Your objective:
Begin at the line with "silver suv and give integer pixel coordinates." and write out every line after it, exactly, through the last line below, adding nothing.

Extracted records:
※

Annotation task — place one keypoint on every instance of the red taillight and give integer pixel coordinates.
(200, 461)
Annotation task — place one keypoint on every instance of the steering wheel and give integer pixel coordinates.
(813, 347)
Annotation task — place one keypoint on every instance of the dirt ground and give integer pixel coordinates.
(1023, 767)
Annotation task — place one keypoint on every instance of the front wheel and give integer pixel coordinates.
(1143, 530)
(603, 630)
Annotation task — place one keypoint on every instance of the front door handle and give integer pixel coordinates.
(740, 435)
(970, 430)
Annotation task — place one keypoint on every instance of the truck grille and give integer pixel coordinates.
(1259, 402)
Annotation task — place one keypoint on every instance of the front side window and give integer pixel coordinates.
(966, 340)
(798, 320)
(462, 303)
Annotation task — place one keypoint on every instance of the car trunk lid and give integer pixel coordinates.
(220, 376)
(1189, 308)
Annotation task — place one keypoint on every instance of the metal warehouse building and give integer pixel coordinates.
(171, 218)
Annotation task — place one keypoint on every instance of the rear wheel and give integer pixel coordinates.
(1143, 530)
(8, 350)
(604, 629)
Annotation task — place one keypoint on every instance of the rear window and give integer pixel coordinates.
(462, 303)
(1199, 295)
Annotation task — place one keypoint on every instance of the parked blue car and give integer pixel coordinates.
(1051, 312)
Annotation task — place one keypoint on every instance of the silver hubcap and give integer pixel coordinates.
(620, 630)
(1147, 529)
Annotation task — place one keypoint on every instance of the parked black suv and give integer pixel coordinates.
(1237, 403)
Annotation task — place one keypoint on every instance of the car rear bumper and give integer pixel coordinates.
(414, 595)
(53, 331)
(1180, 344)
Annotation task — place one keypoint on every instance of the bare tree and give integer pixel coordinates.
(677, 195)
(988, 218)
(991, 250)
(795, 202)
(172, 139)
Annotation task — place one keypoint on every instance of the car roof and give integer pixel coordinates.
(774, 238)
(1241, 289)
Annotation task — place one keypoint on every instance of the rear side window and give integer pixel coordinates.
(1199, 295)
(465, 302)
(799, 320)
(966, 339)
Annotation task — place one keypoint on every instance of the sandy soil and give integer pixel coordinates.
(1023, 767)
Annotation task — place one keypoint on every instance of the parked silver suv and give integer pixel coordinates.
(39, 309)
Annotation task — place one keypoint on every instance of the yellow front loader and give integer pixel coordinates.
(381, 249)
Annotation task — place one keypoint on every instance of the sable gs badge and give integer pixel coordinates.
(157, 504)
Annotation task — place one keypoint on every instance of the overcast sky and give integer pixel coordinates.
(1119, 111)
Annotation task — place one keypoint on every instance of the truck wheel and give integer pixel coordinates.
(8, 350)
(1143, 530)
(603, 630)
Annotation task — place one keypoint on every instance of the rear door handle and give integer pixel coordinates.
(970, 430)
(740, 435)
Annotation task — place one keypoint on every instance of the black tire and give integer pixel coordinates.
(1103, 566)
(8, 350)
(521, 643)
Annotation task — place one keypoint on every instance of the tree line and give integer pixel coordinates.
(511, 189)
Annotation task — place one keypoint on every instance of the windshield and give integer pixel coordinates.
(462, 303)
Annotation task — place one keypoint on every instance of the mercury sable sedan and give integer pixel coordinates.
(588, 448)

※

Solution to the exercise:
Annotation task — place one keypoint on every instance of the parked silver suv and give integer pixel coordinates.
(39, 309)
Annotation task — place one keypoint on every instance of the yellow front loader and give integer pixel coordinates.
(381, 249)
Annotation task — place one keypoint on every instance of the sable gs badge and give integer pixel coordinates.
(157, 504)
Annotation task — place one keypoint on every instance of the overcast sky and give integer pixel coordinates.
(1119, 111)
Annotation task — place one keypoint on every instance of the truck wheel and give integer pixel coordinates.
(8, 350)
(1143, 530)
(603, 630)
Annotation task — place one keypoint on every instance of the rear door handle and give integer pixel coordinates.
(970, 430)
(740, 435)
Annotation task — place one keypoint on every instance of the black tire and give integer pixel coordinates.
(1103, 566)
(8, 350)
(521, 643)
Annotation task — place one keypoint on every instance of the tree line and give integer pixel coordinates.
(511, 189)
Annotation task — place one keypoint on every instance of the windshield and give integer pixel coordinates.
(462, 303)
Annotation task — place one keypoint on every instance of the mercury sable sedan and give integer pixel coordinates.
(588, 448)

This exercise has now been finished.